Activity => An exact copy of the line containing "Guideline: for every instance of the church" and of every line after it, through the last line of the material, is what should be returned.

Records supplied =>

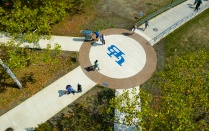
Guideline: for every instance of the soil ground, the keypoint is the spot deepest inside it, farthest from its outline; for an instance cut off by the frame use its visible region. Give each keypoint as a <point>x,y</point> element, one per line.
<point>104,14</point>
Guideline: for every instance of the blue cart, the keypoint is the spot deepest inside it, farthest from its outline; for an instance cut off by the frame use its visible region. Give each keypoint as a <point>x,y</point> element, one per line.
<point>87,34</point>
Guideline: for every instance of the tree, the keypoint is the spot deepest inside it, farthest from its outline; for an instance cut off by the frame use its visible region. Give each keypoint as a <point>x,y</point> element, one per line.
<point>182,99</point>
<point>17,57</point>
<point>30,20</point>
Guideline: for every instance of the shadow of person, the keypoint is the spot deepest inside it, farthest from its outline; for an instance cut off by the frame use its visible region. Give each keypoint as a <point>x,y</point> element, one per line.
<point>61,92</point>
<point>191,6</point>
<point>78,39</point>
<point>126,33</point>
<point>141,29</point>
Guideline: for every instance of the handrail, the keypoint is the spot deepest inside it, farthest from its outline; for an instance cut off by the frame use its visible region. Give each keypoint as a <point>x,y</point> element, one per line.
<point>177,24</point>
<point>158,12</point>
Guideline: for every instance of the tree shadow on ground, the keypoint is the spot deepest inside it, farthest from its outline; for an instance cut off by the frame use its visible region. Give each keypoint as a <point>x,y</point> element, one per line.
<point>61,92</point>
<point>155,5</point>
<point>28,78</point>
<point>126,33</point>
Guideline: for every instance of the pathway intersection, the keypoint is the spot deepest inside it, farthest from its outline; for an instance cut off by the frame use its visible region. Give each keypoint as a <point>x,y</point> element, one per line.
<point>125,61</point>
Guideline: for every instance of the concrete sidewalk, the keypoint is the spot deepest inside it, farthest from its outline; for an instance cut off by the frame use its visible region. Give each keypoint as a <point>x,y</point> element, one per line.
<point>48,102</point>
<point>174,18</point>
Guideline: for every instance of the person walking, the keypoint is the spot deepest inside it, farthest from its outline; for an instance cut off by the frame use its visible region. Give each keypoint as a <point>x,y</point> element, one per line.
<point>97,34</point>
<point>79,89</point>
<point>133,29</point>
<point>69,89</point>
<point>102,38</point>
<point>198,4</point>
<point>195,2</point>
<point>146,25</point>
<point>96,65</point>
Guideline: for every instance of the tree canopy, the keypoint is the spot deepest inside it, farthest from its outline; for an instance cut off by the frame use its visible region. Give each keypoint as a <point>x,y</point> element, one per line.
<point>27,19</point>
<point>182,99</point>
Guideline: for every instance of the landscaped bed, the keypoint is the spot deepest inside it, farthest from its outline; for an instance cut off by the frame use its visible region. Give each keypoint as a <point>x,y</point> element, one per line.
<point>34,78</point>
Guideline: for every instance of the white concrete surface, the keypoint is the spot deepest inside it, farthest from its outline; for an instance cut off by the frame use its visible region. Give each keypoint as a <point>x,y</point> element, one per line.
<point>169,18</point>
<point>50,100</point>
<point>134,57</point>
<point>46,103</point>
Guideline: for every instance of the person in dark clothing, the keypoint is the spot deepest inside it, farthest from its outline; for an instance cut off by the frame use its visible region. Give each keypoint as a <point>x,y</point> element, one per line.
<point>69,89</point>
<point>97,34</point>
<point>79,88</point>
<point>195,2</point>
<point>96,65</point>
<point>198,4</point>
<point>146,25</point>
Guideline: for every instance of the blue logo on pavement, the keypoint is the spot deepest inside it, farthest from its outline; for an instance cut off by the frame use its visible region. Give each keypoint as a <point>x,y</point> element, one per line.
<point>117,53</point>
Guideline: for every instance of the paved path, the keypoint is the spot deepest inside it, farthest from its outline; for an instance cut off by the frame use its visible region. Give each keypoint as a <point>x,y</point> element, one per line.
<point>174,17</point>
<point>46,103</point>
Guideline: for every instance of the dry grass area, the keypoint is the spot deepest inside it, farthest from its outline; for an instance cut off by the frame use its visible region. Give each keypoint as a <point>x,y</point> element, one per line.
<point>103,14</point>
<point>34,78</point>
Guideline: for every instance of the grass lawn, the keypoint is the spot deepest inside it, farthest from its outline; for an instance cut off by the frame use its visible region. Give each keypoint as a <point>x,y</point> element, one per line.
<point>190,37</point>
<point>86,113</point>
<point>34,78</point>
<point>103,14</point>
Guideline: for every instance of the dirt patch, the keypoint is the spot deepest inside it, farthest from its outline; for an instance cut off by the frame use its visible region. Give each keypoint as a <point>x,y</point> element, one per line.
<point>104,14</point>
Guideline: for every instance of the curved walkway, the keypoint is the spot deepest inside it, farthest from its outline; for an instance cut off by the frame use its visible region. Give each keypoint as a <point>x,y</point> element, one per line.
<point>132,72</point>
<point>46,103</point>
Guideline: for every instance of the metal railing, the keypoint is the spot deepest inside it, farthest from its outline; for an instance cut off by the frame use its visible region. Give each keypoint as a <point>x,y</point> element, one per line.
<point>177,24</point>
<point>159,12</point>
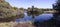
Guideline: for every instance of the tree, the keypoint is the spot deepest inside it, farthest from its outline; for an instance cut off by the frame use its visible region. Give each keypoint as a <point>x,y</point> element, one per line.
<point>56,7</point>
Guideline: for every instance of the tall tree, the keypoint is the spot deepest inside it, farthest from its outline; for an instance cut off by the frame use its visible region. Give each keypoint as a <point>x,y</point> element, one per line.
<point>56,7</point>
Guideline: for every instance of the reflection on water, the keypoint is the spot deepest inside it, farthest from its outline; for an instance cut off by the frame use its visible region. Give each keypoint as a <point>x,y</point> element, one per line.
<point>41,17</point>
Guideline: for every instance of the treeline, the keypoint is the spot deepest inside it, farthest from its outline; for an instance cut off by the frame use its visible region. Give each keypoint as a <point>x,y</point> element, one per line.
<point>7,12</point>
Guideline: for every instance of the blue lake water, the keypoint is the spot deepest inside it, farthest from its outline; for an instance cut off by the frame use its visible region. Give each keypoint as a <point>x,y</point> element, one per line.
<point>41,17</point>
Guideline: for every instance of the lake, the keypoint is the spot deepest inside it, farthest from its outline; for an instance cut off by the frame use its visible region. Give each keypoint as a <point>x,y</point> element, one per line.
<point>41,17</point>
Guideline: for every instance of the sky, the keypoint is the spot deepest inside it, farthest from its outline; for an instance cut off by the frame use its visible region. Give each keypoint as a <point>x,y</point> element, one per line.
<point>29,3</point>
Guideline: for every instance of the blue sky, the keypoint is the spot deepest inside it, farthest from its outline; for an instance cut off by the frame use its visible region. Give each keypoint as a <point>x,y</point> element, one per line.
<point>29,3</point>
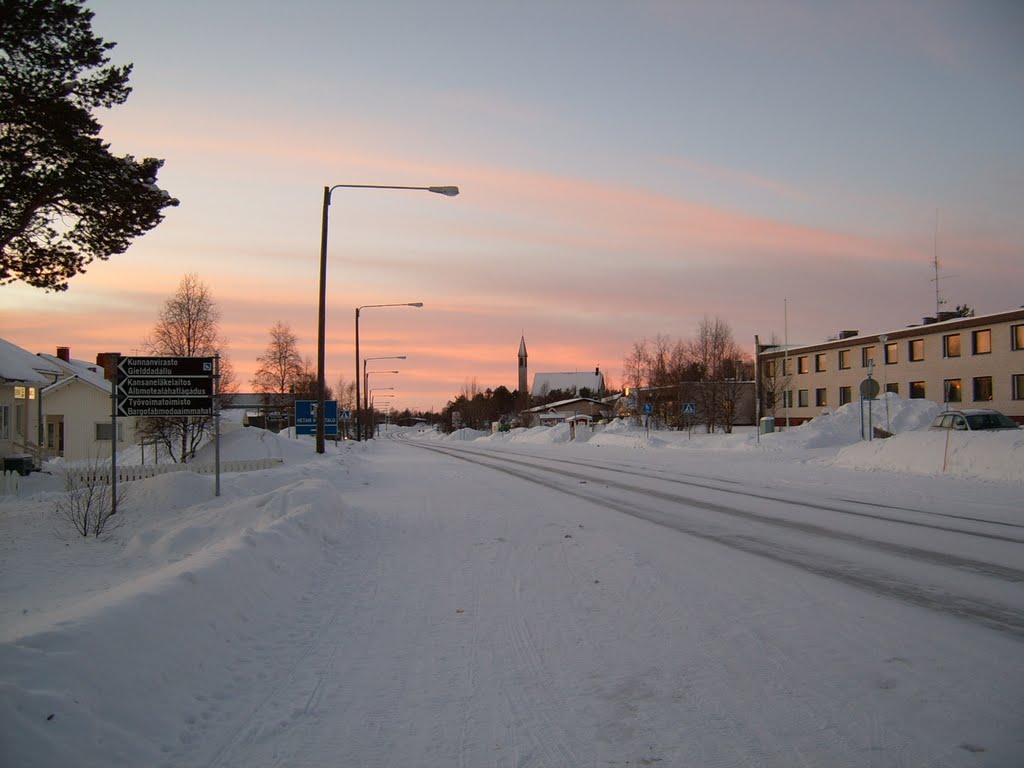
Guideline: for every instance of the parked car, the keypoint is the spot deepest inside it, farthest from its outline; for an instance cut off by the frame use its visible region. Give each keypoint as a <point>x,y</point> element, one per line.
<point>973,420</point>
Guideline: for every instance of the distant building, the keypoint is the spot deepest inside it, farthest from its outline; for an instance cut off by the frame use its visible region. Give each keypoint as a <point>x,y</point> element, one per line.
<point>569,383</point>
<point>960,361</point>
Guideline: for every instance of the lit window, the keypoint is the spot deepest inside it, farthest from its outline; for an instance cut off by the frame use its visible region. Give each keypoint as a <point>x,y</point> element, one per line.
<point>915,347</point>
<point>950,346</point>
<point>982,341</point>
<point>982,388</point>
<point>951,387</point>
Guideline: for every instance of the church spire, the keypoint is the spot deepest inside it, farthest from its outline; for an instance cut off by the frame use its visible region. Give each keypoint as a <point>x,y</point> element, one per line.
<point>523,390</point>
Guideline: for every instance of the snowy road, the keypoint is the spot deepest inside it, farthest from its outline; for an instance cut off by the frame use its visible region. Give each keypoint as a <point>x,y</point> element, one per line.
<point>499,608</point>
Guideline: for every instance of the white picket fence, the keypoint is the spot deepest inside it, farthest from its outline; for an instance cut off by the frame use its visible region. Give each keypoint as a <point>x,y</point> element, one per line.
<point>143,471</point>
<point>9,481</point>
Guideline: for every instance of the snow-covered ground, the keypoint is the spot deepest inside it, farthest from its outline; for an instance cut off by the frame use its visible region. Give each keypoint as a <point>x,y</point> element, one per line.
<point>421,610</point>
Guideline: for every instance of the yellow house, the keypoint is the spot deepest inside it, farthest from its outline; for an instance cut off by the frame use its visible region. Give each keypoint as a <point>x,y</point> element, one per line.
<point>956,361</point>
<point>77,412</point>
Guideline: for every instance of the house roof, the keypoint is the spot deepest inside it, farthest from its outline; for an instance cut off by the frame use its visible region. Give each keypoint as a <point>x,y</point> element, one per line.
<point>18,366</point>
<point>562,404</point>
<point>567,382</point>
<point>89,373</point>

Solution to the exercise =>
Guideline: for every instance of the church spire, the keypoint is the spot deepest inside it, farthest from its outline; for an instance cut off by the frame use its visible region. Give each keypoint as a <point>x,y</point> element, one per line.
<point>523,390</point>
Guideline: for every instance of the snowy road, the keypoint is the spot deepest inside it, farthest from its outline; for an instance cut off by the frame use its visible region. Give each keypoint as a <point>x,y</point> element, one per line.
<point>499,608</point>
Guideline: for every instance of the white picket fence, the keypoint is the spot deepest inside it, farthest from its outline; for an instance cut off by the frame use its visible region. Give each keypoint as a <point>x,y</point> element, one per line.
<point>143,471</point>
<point>9,481</point>
Guideline: for every instance of the snow-covered ground, the keypoint is the spot deepest inside it, farthest from its outline; for an instance cut off by the frame use its visible region. Give each keypoint as a <point>x,y</point> element, one per line.
<point>421,610</point>
Guideline: for every instance of the yellow house, the keypoint is the spot deepest inside it, farthest from its outline; for an instance cut off by the frame use its visible region. Give each keypoint as a <point>x,y</point> element, one per line.
<point>956,361</point>
<point>77,412</point>
Guideline: for every instance of the house roof, the keypoint is the spot deepest inside it, farthest from its outline; for an instance cut off by the frame use its visible region. Give each keypoint as a <point>x,y</point> element, one per line.
<point>18,366</point>
<point>562,404</point>
<point>567,382</point>
<point>89,373</point>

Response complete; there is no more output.